Resolvemos fundar o nosso. Um espaço não comercial, de resistência. Mais um trabalho de militância, voluntário, por suposto. Jaime propôs um jornal; eu, uma revista. O nome eu escolhi (ele queria Bacurau). Dividimos as tarefas. A capa ficou com ele, a linha editorial também.

Correr atrás da grana ficou por minha conta. A paleta de cores, depois de larga prosa, Jaime fechou questão – “nossas cores vão ser o vermelho e o amarelo, porque revista tem que ter cor de luta, cor vibrante” (eu queria verde-floresta). Na paz, acabei enfiando um branco.

Fizemos a primeira edição da Xapuri lá mesmo, na Reserva, em uma noite. Optamos por centrar na pauta socioambiental. Nossa primeira capa foi sobre os povos indígenas isolados do Acre: ‘Isolados, Bravos, Livres: Um Brasil Indígena por Conhecer”. Depois de tudo pronto, Jaime inventou de fazer uma outra boneca, “porque toda revista tem que ter número zero”.

Dessa vez finquei pé, ficamos com a capa indígena. Voltei pra Brasília com a boneca praticamente pronta e com a missão de dar um jeito de imprimir. Nos dias seguintes, o Jaime veio pra Formosa, pra convencer minha irmã Lúcia a revisar a revista, “de grátis”. Com a primeira revista impressa, a próxima tarefa foi montar o Conselho Editorial.

Trechos de dados:
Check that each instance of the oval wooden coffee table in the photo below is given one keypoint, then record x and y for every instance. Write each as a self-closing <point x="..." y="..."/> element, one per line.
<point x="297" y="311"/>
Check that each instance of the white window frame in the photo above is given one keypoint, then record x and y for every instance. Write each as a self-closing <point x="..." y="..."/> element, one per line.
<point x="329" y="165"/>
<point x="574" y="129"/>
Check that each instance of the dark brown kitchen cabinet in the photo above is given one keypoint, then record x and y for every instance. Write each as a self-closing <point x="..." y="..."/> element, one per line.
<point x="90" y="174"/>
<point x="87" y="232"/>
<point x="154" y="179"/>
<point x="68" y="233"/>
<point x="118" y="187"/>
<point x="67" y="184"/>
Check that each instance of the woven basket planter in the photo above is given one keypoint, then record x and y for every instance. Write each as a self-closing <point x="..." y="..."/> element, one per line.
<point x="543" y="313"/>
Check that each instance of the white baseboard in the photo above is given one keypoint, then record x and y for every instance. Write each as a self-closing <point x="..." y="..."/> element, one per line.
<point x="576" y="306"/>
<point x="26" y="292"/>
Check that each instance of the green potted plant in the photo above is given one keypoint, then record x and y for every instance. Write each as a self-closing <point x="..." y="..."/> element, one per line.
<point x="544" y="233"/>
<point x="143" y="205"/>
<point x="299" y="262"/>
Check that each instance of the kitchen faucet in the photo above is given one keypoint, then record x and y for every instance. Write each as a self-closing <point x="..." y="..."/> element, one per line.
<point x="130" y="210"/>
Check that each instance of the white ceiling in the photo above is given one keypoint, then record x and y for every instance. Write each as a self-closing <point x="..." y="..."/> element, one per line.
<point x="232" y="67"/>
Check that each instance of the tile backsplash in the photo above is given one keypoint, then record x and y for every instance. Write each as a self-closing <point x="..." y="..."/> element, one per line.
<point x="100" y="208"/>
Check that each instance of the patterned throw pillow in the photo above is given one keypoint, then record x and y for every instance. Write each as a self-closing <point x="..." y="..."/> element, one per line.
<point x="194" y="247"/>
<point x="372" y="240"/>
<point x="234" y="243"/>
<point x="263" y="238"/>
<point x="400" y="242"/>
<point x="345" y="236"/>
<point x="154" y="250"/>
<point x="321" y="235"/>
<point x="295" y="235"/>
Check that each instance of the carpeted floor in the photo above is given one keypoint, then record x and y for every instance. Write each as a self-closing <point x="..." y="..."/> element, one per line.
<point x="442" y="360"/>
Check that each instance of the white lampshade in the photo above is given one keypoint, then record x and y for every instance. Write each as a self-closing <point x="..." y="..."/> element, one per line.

Tarefa 1:
Reproduza, no relato sobre a fundação da revista Xapuri, tudo o que vai de "Resolvemos fundar o" até "enfiando um branco.".
Tarefa 2:
Indique se cada afirmação concorda com o relato sobre a fundação da revista Xapuri, respondendo sim ou não e citando as palavras do texto que decidem a questão.
(a) Jaime escolheu o nome da revista.
(b) A primeira edição da Xapuri foi feita na Reserva, em uma noite.
(c) Jaime queria que a revista tivesse a cor verde-floresta.
Tarefa 3:
Dê continuidade ao relato sobre a fundação da revista Xapuri a partir da última frase apresentada.
As linhas não têm nenhuma relação com o texto.

Resposta escrita 1:
Resolvemos fundar o nosso. Um espaço não comercial, de resistência. Mais um trabalho de militância, voluntário, por suposto. Jaime propôs um jornal; eu, uma revista. O nome eu escolhi (ele queria Bacurau). Dividimos as tarefas. A capa ficou com ele, a linha editorial também.

Correr atrás da grana ficou por minha conta. A paleta de cores, depois de larga prosa, Jaime fechou questão – “nossas cores vão ser o vermelho e o amarelo, porque revista tem que ter cor de luta, cor vibrante” (eu queria verde-floresta). Na paz, acabei enfiando um branco.

Resposta escrita 2:
(a) Não: "O nome eu escolhi (ele queria Bacurau)".
(b) Sim: "Fizemos a primeira edição da Xapuri lá mesmo, na Reserva, em uma noite."
(c) Não: "nossas cores vão ser o vermelho e o amarelo, porque revista tem que ter cor de luta, cor vibrante” (eu queria verde-floresta)".

Resposta escrita 3:
Jaime fez questão de visitar, explicar o projeto e convidar pessoalmente cada conselheiro e cada conselheira (até a doença agravar, nos seus últimos meses de vida, nunca abriu mão dessa tarefa). Daqui rumamos pra Goiânia, para convidar o arqueólogo Altair Sales Barbosa, nosso primeiro conselheiro. “O mais sabido de nóis,” segundo o Jaime.

Trilhamos uma linda jornada. Em 80 meses, Jaime fez questão de decidir, mensalmente, o tema da capa e, quase sempre, escrever ele mesmo. Às vezes, ligava pra falar da ótima ideia que teve, às vezes sumia e, no dia certo, lá vinha o texto pronto, impecável.

Na sexta-feira, 9 de julho, quando preparávamos a Xapuri 81, pela primeira vez em sete anos, ele me pediu para cuidar de tudo. Foi uma conversa triste, ele estava agoniado com os rumos da doença e com a tragédia que o Brasil enfrentava. Não falamos em morte, mas eu sabia que era o fim.

Hoje, cá estamos nós, sem as capas do Jaime, sem as pautas do Jaime, sem o linguajar do Jaime, sem o jaimês da Xapuri, mas na labuta, firmes na resistência. Mês sim, mês sim de novo, como você sonhava, Jaiminho, carcamos porva e, enfim, chegamos à nossa edição número 100. E, depois da Xapuri 100, como era desejo seu, a gente segue esperneando.

Fica tranquilo, camarada, que por aqui tá tudo direitim.